* **SHORT PROBLEM**:
Extract the lines below word for word, omitting the pictures.

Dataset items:
════

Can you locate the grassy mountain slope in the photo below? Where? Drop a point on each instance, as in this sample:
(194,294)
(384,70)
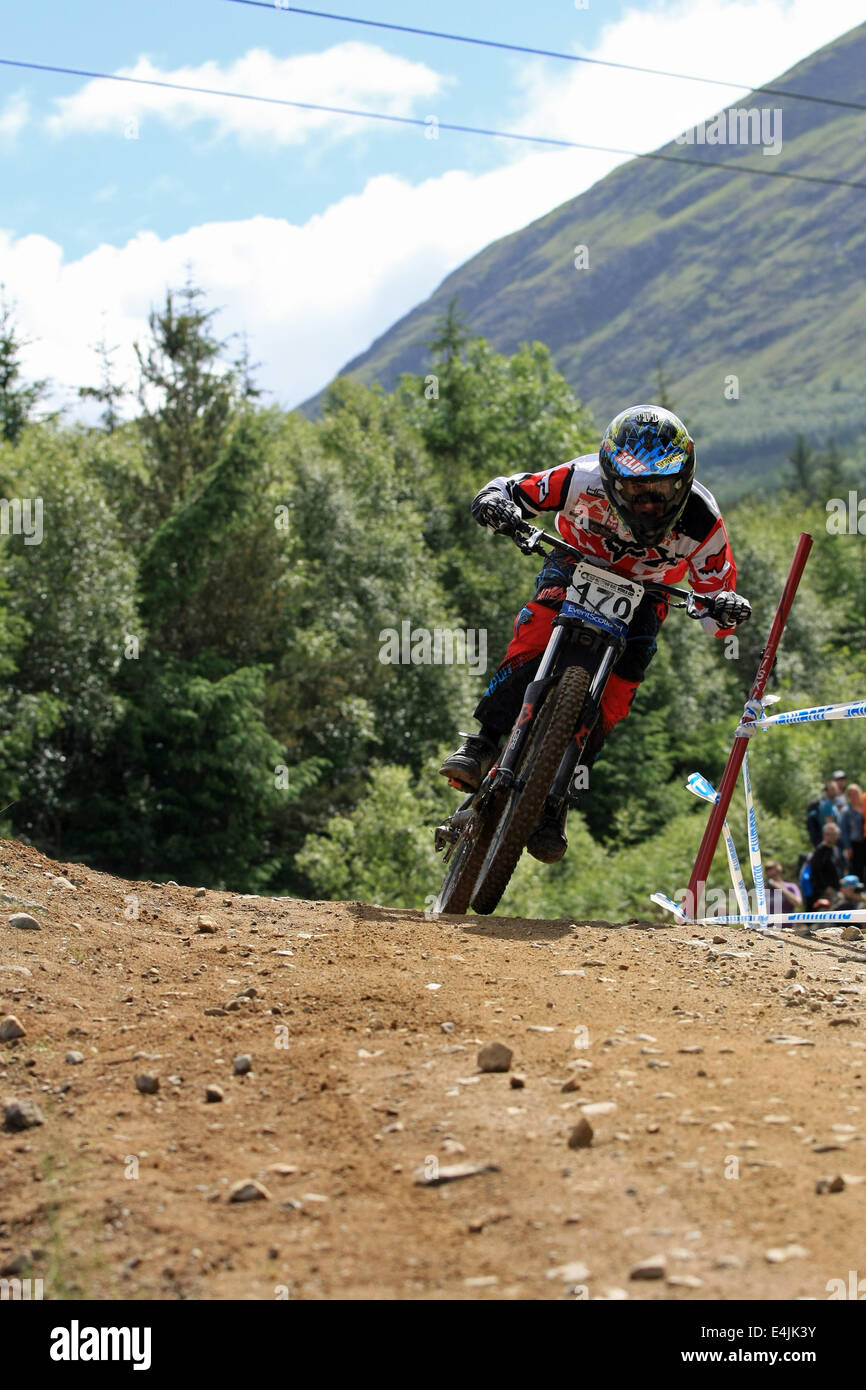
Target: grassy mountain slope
(711,274)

════

* **WRITTEN REPLY**:
Can you locate the grassy mountain slope in the photo below? Where? Drop a point on each instance, as in this sample:
(194,294)
(384,70)
Target: grassy mountain slope
(711,274)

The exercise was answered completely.